Metin parçası:
------

13. yüzyılın sonlarına doğru Kayıların başında Ertuğrul Bey bulunuyordu. Ertuğrul Bey 1281 yılında ölünce Kayıların başına oğlu Osman Bey geçti.

Osman Bey’in Kayı boyunun başına geçtiği yıllarda Bizans’ın Anadolu toprakları üzerindeki kontrolü büyük ölçüde ortadan kalkmıştı. Bu nedenle Bizans tekfurları, bulundukları bölgelerde bağımsız birer hükümdar gibi davranıyorlardı. Osman Bey, Anadolu’daki Bizans merkezî otoritesinin zayıflığından ve Bizans halkının hoşnutsuzluğundan yararlanarak topraklarını batıya doğru genişletme siyaseti izlemeye karar verdi. Bu amaçla çevresindeki Bizans şehirlerine akınlar yapmaya başladı.

Osman Bey, ilk olarak Eskişehir yakınlarındaki Karacahisar’ı alarak beyliğinin merkezi yaptı. Bu başarısı üzerine Türkiye Selçuklu sultanı tarafından kendisine sancak ve çeşitli armağanlar gönderildi. Böylece Osman Bey, Bizans sınırında görevli bir Selçuklu uç beyi olarak öne çıkmaya başladı.

------

Veri bölümü:
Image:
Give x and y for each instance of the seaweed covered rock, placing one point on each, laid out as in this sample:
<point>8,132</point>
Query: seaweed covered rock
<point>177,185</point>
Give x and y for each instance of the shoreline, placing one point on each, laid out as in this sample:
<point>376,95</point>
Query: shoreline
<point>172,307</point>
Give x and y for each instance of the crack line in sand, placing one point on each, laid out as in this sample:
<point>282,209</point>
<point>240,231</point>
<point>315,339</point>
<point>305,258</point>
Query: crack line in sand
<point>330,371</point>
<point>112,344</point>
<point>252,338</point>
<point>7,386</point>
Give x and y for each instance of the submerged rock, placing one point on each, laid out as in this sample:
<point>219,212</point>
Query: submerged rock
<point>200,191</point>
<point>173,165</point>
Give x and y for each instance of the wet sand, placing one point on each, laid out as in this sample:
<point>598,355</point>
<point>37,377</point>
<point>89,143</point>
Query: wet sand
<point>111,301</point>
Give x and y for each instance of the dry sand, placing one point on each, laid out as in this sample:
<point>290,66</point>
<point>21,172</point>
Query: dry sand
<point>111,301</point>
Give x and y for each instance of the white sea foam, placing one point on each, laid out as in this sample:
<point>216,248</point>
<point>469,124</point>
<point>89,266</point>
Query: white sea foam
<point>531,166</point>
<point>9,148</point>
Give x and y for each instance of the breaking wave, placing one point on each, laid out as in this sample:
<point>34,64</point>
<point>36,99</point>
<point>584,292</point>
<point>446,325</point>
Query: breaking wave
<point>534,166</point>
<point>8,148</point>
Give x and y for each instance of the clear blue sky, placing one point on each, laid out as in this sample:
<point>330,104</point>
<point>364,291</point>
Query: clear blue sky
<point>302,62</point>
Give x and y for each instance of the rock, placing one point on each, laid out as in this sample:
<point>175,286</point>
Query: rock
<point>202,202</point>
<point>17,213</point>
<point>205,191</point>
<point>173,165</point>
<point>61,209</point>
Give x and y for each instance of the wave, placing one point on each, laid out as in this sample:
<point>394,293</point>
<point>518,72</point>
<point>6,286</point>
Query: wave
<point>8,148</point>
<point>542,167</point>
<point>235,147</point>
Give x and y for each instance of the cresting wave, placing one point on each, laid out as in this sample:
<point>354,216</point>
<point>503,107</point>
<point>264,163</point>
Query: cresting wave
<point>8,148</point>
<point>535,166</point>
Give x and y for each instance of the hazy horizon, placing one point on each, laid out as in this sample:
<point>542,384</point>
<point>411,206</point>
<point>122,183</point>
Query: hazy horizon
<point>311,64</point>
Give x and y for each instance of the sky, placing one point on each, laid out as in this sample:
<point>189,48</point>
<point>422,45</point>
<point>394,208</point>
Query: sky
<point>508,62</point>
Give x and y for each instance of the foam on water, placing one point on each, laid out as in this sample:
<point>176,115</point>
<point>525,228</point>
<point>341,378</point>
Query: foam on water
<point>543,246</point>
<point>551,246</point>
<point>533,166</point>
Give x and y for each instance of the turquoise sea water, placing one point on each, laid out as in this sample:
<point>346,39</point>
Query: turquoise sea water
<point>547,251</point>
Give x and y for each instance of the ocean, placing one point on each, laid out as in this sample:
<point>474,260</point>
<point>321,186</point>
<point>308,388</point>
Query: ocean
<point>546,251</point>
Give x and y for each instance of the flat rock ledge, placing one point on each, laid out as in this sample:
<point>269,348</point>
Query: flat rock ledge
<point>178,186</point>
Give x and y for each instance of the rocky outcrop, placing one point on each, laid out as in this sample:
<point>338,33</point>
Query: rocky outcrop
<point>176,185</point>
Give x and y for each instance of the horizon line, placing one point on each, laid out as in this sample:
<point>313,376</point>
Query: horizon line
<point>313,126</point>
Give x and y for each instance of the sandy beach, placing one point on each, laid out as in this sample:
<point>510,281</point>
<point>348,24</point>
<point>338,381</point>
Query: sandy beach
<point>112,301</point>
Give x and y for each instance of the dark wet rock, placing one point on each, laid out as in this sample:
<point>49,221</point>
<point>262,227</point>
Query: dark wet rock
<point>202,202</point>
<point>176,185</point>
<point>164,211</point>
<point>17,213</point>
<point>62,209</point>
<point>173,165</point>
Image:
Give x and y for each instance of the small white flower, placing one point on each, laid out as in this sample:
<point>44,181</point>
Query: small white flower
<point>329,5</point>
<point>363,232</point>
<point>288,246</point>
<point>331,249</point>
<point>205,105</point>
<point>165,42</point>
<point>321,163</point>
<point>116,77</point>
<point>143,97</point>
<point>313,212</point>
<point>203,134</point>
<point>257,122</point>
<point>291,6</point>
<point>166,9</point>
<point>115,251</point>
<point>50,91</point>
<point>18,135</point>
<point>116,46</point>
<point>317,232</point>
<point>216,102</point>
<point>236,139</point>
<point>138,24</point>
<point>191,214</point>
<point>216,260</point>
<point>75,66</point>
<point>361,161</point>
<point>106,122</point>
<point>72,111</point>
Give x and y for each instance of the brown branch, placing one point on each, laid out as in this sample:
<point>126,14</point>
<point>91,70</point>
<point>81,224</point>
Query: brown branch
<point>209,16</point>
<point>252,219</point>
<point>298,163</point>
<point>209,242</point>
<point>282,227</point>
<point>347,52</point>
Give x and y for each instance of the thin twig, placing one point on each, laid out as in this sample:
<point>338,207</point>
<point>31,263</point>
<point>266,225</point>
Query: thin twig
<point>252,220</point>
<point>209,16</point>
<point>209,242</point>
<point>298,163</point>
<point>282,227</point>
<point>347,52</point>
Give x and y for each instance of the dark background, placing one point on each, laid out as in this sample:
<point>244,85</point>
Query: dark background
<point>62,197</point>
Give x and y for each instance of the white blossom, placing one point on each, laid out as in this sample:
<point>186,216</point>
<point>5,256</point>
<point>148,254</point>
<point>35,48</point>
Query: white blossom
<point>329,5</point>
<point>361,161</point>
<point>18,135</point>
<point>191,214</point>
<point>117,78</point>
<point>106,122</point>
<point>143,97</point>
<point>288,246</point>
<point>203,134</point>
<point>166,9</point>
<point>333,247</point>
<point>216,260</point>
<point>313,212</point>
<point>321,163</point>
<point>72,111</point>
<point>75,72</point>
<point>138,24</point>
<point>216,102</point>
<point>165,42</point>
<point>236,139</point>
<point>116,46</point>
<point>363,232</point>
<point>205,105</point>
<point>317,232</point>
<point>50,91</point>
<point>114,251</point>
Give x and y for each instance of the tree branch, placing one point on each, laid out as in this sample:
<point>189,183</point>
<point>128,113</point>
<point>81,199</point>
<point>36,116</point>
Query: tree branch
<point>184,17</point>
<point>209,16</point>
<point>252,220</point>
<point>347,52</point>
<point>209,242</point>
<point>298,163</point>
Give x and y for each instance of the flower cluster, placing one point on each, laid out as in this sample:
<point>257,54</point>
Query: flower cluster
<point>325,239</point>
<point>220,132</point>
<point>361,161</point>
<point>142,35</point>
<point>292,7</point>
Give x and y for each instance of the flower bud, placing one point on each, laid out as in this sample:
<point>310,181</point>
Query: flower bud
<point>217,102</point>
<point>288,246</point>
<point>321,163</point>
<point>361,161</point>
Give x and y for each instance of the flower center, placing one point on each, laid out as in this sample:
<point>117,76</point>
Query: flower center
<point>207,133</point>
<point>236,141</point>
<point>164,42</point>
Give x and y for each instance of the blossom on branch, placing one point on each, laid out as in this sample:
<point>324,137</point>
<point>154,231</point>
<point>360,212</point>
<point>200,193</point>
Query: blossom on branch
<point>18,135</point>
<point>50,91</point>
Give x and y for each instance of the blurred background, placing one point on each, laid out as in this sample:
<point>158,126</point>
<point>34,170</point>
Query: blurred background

------

Yapılacak işler:
**a)** Osman Bey'le ilgili metinde "Osman Bey’in Kayı" sözleriyle başlayıp "akınlar yapmaya başladı." sözleriyle biten kısmı harfi harfine yeniden yazın.
**b)** Kayıtlarda "Give x and y for each instance of the turquoise" ifadesini içeren satırdan "<point>547,251</point>" ifadesini içeren satıra kadar (iki uç da dahil) olan satırları, istekler de dahil, yalnızca bunları verecek şekilde yeniden boyutlandırarak yazın. Cevaplardaki koordinatları 0,8 ile çarpıp tam sayıya yuvarlayın (buçuklar yukarı), istek satırlarındaki örnek biçimdeki sayılar ise olduğu gibi kalsın.

Sırasıyla cevaplar:
**a)**
Osman Bey’in Kayı boyunun başına geçtiği yıllarda Bizans’ın Anadolu toprakları üzerindeki kontrolü büyük ölçüde ortadan kalkmıştı. Bu nedenle Bizans tekfurları, bulundukları bölgelerde bağımsız birer hükümdar gibi davranıyorlardı. Osman Bey, Anadolu’daki Bizans merkezî otoritesinin zayıflığından ve Bizans halkının hoşnutsuzluğundan yararlanarak topraklarını batıya doğru genişletme siyaseti izlemeye karar verdi. Bu amaçla çevresindeki Bizans şehirlerine akınlar yapmaya başladı.

**b)**
Give x and y for each instance of the turquoise sea water, placing one point on each, laid out as in this sample:
<point>346,39</point>
Query: turquoise sea water
<point>438,201</point>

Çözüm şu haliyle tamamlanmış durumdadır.